#### [Objetivo del ejercicio]
Cuente las líneas de los ítems siguientes que contienen la cadena "baseball", distinguiendo entre mayúsculas y minúsculas. Indique únicamente el número.

#### [Ítems suministrados]

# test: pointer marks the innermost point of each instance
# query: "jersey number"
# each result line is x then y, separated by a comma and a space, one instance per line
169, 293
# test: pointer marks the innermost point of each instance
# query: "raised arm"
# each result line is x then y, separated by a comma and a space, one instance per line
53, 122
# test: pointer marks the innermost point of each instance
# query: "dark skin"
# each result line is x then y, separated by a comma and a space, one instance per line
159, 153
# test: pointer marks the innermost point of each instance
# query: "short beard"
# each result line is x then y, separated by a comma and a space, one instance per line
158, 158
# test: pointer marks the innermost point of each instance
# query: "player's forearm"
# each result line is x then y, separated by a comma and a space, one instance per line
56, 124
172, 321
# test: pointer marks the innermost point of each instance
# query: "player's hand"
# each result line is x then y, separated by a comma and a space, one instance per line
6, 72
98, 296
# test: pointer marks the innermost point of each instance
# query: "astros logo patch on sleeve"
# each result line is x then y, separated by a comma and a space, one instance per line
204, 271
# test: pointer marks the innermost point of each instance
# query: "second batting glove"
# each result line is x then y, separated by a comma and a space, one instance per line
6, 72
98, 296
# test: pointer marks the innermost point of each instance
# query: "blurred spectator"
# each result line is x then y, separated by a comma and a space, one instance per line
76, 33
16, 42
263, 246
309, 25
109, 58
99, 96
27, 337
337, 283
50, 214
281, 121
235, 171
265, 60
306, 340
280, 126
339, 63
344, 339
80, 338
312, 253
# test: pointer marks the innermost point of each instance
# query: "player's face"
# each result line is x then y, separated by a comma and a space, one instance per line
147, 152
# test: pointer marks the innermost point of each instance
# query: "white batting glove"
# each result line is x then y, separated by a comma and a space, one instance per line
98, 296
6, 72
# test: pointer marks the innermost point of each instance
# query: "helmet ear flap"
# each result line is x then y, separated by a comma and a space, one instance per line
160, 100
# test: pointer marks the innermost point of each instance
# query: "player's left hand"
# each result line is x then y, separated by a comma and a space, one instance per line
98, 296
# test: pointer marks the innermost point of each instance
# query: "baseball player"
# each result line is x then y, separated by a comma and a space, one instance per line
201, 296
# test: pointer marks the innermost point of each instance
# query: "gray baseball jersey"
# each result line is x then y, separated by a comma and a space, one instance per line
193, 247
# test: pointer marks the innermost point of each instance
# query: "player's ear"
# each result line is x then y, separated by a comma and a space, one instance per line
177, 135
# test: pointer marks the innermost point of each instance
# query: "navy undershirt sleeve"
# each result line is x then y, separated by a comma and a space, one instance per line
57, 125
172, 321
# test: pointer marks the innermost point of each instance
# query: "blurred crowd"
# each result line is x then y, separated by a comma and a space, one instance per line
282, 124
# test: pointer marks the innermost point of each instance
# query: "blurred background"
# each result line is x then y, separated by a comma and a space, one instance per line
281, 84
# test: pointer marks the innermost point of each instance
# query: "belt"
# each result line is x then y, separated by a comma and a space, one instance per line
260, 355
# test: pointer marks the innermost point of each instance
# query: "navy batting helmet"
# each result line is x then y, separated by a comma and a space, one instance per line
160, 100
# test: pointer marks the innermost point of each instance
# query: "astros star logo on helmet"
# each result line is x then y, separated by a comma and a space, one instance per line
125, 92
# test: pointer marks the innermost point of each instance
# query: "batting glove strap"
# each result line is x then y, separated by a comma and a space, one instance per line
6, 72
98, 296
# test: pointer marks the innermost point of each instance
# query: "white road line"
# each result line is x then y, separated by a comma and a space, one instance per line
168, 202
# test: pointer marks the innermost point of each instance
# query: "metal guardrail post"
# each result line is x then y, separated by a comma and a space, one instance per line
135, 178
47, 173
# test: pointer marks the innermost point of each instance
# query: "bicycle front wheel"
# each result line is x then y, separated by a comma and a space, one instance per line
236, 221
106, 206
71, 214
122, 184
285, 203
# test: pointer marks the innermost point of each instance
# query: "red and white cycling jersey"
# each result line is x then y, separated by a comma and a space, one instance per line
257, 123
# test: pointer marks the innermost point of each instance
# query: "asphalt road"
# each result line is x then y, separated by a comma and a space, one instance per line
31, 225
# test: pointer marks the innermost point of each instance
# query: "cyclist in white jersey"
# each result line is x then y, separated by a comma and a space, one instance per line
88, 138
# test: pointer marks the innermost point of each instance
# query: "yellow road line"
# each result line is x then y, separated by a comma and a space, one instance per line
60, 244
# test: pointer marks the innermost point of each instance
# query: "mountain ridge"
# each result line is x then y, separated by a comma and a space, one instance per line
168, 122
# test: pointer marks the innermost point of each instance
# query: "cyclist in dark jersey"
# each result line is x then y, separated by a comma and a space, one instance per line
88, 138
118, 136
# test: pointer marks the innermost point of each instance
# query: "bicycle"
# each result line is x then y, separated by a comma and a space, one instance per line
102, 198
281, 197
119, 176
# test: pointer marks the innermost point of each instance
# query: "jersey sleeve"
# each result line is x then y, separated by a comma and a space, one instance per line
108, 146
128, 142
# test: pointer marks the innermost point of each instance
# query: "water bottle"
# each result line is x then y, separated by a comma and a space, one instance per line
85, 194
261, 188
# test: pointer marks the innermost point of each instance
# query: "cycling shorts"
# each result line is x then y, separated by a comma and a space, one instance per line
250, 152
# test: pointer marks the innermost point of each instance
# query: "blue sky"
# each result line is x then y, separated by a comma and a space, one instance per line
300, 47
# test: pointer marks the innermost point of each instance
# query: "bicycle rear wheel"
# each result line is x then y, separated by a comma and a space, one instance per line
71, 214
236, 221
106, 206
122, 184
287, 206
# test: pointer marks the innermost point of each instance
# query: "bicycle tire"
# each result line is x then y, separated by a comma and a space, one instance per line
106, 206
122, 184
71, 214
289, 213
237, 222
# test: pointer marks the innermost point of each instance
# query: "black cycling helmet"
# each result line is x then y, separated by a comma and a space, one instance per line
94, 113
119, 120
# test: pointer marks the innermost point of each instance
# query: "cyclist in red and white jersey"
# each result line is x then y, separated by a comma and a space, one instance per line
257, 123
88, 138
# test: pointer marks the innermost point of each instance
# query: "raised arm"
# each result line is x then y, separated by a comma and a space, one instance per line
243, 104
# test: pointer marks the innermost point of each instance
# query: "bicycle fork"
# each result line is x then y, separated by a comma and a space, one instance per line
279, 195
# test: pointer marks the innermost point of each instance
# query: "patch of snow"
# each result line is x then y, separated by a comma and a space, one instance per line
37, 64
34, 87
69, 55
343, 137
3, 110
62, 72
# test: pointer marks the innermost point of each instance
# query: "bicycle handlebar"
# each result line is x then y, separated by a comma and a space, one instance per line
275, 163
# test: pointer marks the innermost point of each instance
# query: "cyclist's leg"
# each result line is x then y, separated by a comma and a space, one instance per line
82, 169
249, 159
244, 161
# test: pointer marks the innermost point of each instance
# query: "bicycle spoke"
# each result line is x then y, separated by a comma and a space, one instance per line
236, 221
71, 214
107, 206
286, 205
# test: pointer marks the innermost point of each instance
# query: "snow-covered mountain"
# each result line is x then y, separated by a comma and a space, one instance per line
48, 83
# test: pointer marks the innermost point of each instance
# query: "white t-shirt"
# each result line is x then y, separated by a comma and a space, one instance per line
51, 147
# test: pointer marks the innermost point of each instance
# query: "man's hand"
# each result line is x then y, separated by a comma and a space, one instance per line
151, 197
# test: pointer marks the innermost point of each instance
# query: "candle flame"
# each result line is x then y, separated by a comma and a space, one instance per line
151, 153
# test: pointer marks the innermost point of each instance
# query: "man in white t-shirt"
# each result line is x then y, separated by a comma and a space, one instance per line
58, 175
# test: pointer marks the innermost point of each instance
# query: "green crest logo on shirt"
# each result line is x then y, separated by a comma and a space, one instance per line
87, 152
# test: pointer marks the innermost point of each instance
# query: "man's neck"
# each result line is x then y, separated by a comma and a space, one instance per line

#### [Solución propuesta]
2